= Trecho para leitura =
:::::
Com a teologia modificada e a missão expandida, a liturgia cristã também reflete tais mudanças. Tal impacto foi reconhecido em Jerusalém. Em Atos 15 Lucas registra o que nomeamos o primeiro concílio eclesiástico cristão. E qual era o assunto principal da agenda? Missão e sua relação com culto e salvação (v.1,5). Pedro é o porta-voz do grupo que advogava mudanças na liturgia, grupo esse que incluia Paulo e Barnabé. Do outro lado estava a “seita dos fariseus que haviam crido” (v.5).

O argumento de Pedro é: como a salvação é pela graça, por meio de Jesus a todos que O aceitarem, o contato agora com o divino não passa mais por meio de sacrifícios ou sacerdotes, mas sim diretamente com Jesus no céu. Isso significa que a presença no templo em Jerusalém não era obrigatória, e que não precisava alguém ser judeu (circuncidado) pra adorar. Lembre-se que para entrar no templo em Jerusalém tal indivíduo deveria ser judeu circuncidado.
:::::
= Objetivo =
Dê continuidade ao trecho sobre o concílio de Jerusalém em Atos 15, começando logo após a última frase. Os itens não têm nenhum papel nesta atividade.
:::::
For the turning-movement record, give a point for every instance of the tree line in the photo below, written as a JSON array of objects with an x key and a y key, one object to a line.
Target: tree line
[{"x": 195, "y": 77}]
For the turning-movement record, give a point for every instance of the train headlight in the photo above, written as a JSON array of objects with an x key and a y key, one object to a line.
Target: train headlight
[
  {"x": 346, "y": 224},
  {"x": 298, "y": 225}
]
:::::
= Resposta =
A decisão de Tiago, irmão de Jesus, é que o parecer de Pedro foi confirmado pelo Espírito, e por isso deveria ser aceito pela igreja. Os gentios que aceitassem a Jesus deveriam apenas lembrar que adoração verdadeira não pratica idolatria, o que envolve alimentação e relações sexuais impuras. Na decisão do concílio de Jerusalém, culto, alimentação e sexo estão intimamente relacionados.

A prática
Na prática o que Tiago deixou claro é que os costumes judeus da época não deveriam ser padrão para todos. Porém que deveriam ser mantidos os princípios de culto do Antigo Testamento que envolviam tanto Israelitas como estrangeiros (Levíticos 17-19). Eu me pergunto se como Adventistas temos entendido os princípios gerais de culto divino.

Parece que os cristãos da época de Paulo demoraram para entender tais ideias. No livro de Gálatas e Romanos Paulo continua a debater sobre tais assuntos. E em Atos 18, em sua segunda viagem missionária, após o relato Lucano do concílio de Jerusalém,  encontramos Paulo debatendo novamente esse assunto.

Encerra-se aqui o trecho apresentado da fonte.